The program is community-focused: a competitive, open call for applications will consider projects that respond to the needs of, and to the development requirements, of the applicants’ community and/or national or regional context in one of the 66 scientifically and technologically lagging country (STLCs). The TWAS-Elsevier Foundation Project Grants Programme for Gender Equity and Climate Action aims to:
• Promote gender equality by creating opportunities for women in climate action projects that take them outside the lab, enabling them to deepen their scientific skills, while acquiring, through training, soft skills such as project management and leadership.
• Respond to and tackle communities’ needs in ways that are in line with the principles of sustainable development, focusing on the brunt of climatic changes.
• Effectively transfer knowledge from scientific research to real-life scenarios for practical and tangible change under the umbrella of the “climate action” SDG.
____
**WHAT TO WORK ON**
**1)** Copy the program description word for word, everything from "The program is" down to "of climatic changes.".
**2)** For each statement, answer yes or no to whether the program description agrees with it, and quote the deciding words: (a) The program accepts applications by invitation only. (b) The training for women includes project management and leadership. (c) The program keeps women's climate work inside the lab.
The dataset rows after this point are separate material, unrelated to the program description.

**Dataset rows**
____
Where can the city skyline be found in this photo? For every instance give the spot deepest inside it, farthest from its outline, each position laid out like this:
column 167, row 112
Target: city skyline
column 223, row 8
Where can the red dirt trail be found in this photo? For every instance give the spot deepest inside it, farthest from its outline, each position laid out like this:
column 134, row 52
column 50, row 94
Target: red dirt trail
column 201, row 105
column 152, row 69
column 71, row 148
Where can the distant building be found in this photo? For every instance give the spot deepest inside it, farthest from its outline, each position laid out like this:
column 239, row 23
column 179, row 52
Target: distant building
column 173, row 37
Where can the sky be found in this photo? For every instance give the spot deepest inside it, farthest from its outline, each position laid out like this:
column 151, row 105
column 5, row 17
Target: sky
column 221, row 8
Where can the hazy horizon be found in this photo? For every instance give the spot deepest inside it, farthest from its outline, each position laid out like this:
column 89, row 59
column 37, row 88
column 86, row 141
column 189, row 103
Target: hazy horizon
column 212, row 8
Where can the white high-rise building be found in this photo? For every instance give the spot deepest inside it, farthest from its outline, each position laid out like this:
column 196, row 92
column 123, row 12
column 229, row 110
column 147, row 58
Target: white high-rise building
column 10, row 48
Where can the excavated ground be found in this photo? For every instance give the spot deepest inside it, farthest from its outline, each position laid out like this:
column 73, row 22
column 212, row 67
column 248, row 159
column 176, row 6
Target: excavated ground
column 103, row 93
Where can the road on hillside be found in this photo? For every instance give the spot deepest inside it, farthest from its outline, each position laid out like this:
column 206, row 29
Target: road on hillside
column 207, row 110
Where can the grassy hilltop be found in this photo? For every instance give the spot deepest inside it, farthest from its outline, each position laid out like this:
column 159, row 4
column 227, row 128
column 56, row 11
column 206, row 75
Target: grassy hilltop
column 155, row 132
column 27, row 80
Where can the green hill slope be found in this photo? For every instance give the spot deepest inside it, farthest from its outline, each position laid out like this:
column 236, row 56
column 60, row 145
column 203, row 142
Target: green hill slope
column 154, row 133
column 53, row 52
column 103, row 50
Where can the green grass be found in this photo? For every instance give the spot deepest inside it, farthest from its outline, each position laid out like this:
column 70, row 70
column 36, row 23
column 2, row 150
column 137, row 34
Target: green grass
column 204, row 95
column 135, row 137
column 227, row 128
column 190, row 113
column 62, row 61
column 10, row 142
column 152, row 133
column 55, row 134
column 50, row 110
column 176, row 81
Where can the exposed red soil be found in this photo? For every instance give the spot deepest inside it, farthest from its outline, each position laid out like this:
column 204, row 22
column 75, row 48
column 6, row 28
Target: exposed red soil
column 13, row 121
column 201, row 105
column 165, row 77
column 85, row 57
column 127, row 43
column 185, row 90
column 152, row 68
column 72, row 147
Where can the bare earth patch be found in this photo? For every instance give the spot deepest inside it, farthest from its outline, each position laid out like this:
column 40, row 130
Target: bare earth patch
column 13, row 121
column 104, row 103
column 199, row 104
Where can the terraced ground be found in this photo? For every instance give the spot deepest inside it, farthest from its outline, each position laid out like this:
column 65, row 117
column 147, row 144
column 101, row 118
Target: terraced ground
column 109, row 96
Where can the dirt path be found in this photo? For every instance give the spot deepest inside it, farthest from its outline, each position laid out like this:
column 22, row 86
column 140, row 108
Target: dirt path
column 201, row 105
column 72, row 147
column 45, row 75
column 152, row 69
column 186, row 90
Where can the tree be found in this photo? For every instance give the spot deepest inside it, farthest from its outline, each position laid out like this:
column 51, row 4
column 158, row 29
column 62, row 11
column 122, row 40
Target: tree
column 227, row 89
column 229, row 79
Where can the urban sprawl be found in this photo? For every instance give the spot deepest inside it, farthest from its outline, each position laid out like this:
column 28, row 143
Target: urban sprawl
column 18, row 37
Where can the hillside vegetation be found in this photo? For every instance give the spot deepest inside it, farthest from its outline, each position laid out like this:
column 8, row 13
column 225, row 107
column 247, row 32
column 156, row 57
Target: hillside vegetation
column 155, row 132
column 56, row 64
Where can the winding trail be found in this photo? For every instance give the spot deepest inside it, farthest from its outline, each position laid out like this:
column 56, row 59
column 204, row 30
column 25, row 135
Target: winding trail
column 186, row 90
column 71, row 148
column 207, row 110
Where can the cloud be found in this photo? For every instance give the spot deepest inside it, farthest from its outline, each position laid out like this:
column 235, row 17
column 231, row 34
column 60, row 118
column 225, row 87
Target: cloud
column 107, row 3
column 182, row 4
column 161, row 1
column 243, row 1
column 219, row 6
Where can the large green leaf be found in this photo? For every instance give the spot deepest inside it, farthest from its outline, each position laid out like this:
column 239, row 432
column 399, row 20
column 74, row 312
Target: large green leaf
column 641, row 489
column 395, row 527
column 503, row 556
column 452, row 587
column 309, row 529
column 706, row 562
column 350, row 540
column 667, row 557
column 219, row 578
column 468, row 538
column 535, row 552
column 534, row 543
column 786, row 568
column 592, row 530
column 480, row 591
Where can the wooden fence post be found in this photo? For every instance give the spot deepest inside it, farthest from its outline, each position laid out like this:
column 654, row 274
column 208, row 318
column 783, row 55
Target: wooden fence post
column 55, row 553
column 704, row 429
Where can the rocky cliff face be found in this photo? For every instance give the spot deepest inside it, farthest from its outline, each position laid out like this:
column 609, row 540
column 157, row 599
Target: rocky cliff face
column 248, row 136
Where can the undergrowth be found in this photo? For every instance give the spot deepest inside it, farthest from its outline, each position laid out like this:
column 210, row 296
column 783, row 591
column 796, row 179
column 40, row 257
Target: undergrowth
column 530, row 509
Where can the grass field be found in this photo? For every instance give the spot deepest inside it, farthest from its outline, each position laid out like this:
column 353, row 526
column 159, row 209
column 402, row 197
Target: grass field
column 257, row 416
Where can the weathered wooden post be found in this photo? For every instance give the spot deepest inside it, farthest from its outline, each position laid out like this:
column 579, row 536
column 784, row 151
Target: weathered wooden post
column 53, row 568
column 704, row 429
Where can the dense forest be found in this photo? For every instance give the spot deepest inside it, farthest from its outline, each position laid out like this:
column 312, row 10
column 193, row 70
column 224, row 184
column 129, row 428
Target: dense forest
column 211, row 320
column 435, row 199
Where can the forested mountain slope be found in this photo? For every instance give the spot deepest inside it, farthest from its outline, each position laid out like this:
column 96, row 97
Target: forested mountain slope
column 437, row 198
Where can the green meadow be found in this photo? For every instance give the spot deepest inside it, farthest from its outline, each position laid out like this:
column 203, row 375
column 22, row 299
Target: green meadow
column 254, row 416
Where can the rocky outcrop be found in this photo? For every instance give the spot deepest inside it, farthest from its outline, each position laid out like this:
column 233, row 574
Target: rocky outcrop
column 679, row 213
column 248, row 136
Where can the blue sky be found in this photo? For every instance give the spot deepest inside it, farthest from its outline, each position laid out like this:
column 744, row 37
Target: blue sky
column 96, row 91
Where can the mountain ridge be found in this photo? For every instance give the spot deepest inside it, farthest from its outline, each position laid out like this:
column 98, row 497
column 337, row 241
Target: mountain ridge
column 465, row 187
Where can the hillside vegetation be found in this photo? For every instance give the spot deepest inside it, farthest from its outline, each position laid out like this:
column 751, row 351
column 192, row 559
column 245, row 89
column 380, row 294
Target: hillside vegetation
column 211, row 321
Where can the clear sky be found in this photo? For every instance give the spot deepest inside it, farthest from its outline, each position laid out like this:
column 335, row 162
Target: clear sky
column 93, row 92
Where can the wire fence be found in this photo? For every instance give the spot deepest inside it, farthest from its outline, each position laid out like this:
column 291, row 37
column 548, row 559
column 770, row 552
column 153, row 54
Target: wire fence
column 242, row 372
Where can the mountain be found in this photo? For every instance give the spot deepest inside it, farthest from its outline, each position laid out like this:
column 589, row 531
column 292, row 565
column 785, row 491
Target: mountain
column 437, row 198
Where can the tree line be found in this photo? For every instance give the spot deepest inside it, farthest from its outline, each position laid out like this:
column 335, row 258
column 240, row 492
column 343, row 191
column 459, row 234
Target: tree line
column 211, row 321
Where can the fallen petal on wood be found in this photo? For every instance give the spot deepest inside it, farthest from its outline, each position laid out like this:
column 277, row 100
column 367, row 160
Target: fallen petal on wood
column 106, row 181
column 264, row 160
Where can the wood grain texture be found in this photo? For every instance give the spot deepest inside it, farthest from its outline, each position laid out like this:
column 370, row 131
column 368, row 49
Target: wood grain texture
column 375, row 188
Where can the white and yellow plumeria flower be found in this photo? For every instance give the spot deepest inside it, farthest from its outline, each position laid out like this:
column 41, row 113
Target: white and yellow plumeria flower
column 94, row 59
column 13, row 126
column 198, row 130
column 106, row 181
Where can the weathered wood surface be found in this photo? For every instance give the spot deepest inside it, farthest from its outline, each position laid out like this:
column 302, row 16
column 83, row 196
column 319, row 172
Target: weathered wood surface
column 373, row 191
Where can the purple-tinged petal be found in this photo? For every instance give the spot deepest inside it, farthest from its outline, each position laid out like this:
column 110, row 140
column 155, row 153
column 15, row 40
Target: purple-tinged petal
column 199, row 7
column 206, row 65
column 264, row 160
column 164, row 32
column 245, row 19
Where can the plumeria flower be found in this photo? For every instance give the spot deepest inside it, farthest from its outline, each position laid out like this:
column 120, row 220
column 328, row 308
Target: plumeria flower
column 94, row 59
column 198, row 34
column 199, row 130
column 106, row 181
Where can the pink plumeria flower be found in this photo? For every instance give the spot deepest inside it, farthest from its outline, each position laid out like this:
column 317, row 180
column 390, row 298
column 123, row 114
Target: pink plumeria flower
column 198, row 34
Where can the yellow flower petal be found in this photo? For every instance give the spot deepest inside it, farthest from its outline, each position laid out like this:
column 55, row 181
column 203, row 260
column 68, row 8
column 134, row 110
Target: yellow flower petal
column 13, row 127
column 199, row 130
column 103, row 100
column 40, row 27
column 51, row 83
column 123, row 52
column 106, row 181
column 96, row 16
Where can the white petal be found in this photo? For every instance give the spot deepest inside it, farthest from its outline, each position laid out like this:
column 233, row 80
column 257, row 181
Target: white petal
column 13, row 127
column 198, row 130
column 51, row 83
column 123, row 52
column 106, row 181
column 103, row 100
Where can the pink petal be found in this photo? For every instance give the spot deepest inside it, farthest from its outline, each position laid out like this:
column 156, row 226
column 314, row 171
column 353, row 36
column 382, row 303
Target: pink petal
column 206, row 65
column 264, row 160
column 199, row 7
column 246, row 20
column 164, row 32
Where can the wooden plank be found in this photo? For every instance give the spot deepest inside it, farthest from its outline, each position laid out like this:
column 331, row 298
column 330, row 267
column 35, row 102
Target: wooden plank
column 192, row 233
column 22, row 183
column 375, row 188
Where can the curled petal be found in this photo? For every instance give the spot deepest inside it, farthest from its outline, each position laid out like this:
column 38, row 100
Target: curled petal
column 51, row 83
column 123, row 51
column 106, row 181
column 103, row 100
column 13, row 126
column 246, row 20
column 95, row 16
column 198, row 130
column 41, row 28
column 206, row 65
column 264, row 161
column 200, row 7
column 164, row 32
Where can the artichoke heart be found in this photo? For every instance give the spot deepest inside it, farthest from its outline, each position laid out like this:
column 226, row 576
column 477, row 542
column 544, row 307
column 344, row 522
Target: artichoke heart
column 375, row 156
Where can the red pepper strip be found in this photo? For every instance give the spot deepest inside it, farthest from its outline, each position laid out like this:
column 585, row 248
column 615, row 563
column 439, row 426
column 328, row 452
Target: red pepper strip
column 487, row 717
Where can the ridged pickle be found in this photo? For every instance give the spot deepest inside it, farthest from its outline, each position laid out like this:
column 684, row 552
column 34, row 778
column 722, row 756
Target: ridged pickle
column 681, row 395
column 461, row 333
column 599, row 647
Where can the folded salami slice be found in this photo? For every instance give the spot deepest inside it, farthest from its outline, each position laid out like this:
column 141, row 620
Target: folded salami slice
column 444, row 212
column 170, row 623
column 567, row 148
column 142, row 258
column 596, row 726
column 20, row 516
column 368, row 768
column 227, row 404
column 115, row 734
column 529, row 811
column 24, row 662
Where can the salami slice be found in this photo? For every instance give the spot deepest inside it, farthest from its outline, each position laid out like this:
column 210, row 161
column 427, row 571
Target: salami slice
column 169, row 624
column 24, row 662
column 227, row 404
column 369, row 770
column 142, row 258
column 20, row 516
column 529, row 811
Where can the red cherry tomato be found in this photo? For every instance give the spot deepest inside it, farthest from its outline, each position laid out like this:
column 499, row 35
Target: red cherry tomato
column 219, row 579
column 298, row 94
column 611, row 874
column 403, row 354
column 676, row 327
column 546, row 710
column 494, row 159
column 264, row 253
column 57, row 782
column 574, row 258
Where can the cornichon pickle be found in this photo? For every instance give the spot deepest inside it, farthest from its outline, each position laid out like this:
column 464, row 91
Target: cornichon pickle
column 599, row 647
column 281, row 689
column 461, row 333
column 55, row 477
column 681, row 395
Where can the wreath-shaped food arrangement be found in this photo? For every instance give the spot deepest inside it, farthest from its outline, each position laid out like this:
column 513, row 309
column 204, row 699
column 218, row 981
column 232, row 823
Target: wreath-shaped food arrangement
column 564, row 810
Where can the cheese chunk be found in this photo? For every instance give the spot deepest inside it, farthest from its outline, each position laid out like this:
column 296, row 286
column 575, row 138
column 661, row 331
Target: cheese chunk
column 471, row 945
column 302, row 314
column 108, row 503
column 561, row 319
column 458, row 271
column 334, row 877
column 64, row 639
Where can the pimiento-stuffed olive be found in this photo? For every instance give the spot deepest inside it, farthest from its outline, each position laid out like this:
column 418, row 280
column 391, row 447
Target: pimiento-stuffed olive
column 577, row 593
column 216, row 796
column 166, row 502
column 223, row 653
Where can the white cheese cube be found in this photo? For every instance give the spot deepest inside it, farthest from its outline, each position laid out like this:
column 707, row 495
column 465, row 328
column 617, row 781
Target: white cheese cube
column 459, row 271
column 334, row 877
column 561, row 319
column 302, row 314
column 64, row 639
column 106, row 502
____
**SOLUTIONS IN ORDER**
**1)**
The program is community-focused: a competitive, open call for applications will consider projects that respond to the needs of, and to the development requirements, of the applicants’ community and/or national or regional context in one of the 66 scientifically and technologically lagging country (STLCs). The TWAS-Elsevier Foundation Project Grants Programme for Gender Equity and Climate Action aims to:
• Promote gender equality by creating opportunities for women in climate action projects that take them outside the lab, enabling them to deepen their scientific skills, while acquiring, through training, soft skills such as project management and leadership.
• Respond to and tackle communities’ needs in ways that are in line with the principles of sustainable development, focusing on the brunt of climatic changes.

**2)**
(a) No: "a competitive, open call for applications"
(b) Yes: "acquiring, through training, soft skills such as project management and leadership"
(c) No: "take them outside the lab"